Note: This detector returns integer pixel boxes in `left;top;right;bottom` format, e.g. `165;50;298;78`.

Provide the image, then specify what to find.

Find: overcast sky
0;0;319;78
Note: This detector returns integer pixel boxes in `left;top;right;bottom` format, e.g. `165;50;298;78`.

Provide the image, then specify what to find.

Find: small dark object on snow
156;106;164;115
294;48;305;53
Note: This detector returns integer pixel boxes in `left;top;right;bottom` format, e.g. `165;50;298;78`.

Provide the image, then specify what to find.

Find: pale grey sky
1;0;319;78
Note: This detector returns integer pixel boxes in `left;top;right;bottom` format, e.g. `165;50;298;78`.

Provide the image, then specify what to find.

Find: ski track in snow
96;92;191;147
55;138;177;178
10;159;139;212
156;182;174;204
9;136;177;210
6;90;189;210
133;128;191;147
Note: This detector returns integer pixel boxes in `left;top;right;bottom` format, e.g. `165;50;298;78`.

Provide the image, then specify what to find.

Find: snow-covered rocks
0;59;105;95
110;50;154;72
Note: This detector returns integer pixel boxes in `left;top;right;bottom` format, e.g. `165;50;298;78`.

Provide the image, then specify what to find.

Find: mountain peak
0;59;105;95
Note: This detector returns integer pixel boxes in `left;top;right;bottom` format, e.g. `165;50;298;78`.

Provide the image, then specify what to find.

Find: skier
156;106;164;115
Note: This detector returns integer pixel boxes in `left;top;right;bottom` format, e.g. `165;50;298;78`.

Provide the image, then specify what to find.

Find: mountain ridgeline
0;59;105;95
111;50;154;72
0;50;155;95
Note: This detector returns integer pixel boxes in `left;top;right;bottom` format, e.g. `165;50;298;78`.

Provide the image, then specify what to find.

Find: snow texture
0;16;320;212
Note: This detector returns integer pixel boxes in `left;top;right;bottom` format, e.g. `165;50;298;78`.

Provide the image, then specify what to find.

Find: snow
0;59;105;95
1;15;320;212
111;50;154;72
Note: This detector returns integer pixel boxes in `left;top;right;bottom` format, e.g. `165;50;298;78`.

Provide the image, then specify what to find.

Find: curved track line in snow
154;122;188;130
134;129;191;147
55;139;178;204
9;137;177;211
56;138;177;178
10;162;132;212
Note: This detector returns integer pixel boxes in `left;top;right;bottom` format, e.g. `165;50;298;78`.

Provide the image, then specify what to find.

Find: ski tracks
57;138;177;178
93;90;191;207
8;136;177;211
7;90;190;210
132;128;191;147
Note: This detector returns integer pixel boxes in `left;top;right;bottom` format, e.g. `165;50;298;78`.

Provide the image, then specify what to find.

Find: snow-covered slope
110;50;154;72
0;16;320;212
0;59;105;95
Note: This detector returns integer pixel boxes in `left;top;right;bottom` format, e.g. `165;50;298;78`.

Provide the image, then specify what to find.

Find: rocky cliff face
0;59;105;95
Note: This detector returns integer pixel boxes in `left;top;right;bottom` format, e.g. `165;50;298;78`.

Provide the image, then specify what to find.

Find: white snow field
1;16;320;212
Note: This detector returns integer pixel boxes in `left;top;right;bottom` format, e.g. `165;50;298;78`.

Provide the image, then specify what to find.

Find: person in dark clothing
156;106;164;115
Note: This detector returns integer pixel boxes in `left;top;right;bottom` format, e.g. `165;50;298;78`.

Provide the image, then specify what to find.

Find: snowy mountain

Work item:
Beginning at the line that contains "Find: white snow field", transcribe every line through the end of the material exactly, leaving out all earlier lines.

Exercise result:
Find: white snow field
1;16;320;212
Note: This detector returns integer pixel boxes in `left;top;right;bottom` format, e.g. `165;50;298;78`.

Provide the image, then specify what to find.

Find: person in dark clothing
156;106;164;115
Note: This detector returns integer pixel boxes in `left;top;right;bottom` format, e.g. `165;50;298;78`.

Provide the image, then specify what to find.

Find: snowy mountain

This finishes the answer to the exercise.